* _Trecho do texto_:

>>

Vi o Outono chegar ao Jardim Botânico de Curitiba, vi o Sol
se pôr no Inverno dentro de uma ilha no meio do oceano no sul do Brasil, senti
as cachoeiras geladas na Primavera de Goiás, estava em Brasília no dia das
eleições mais concorridas do país, e não imaginava o que faria do meu Verão.
O Universo lacaniano inatingível. Ainda buscando o lugar que
vi na foto. Ainda percorrendo cidades históricas espalhadas por aí, ainda
voltando ao século XVIII pra tentar encontrar algo que tenho medo de achar.
Dessa vez, depois de tantas irrealidades, inverdades e surrealidades, decidi
percorrer o real. Nesse caso, a Estrada Real.Comecei por Paraty há dois anos. Duas visitas, duas mochiladas e pronto. Com a certeza de que não era lá, sonhei durante um tempo com a continuação dessa estrada. E foi do nada, no meio de uma noite de insônia que novamente planejei de verdade essa viagem. A última de 2014, provavelmente a última em território nacional, pra fechar com o que existe de mais real e triste: o ouro.
Tudo mudou. Dessa vez trouxe gente comigo. Não são mais anônimos que deixei pela estrada sem olhar pra trás. Dessa vez eu saí de lá olhando pra trás e querendo um dia voltar. De verdade. Dessa vez eu não comprei passagens de volta. Fui comprando as de ida, uma atrás da outra. Fui com duas camisetas, shorts, chinelos e um punhado de coragem na mochila. No corpo um agasalho, botas de trilha, calças e todo o desejo do mundo. Fui leve, sem dinheiro e cheia de sonhos. Voltei quando dentro do meu bolso me sobraram dois cigarros, um molho de chaves, algumas moedas e um bilhete único pra ser usado apenas em São Paulo.

<<

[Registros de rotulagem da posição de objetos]
>>

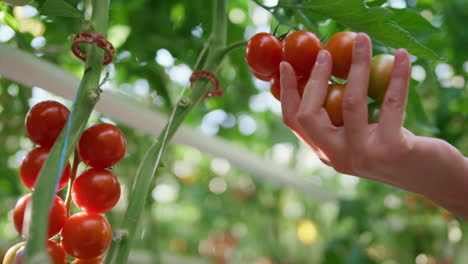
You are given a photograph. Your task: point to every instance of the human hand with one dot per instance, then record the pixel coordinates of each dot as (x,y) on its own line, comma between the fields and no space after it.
(383,152)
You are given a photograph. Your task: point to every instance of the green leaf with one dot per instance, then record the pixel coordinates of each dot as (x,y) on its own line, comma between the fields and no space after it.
(375,3)
(378,22)
(413,21)
(59,8)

<<

* _Instruções do exercício_:
Por favor, reescreva de forma mais curta o parágrafo do relato de viagem que começa com "Tudo mudou. Dessa vez trouxe gente comigo", conservando os fatos principais.

* _Resposta completa_:
Dessa vez tudo mudou: trouxe gente comigo, e não anônimos deixados pela estrada. Saí de lá olhando pra trás e querendo voltar um dia. Não comprei passagens de volta, só as de ida, uma após a outra. Levei na mochila duas camisetas, shorts, chinelos e coragem. No corpo, levei agasalho, botas de trilha e calças. Fui leve, sem dinheiro e cheia de sonhos. Voltei quando só me restavam no bolso dois cigarros, um molho de chaves, algumas moedas e um bilhete único válido apenas em São Paulo.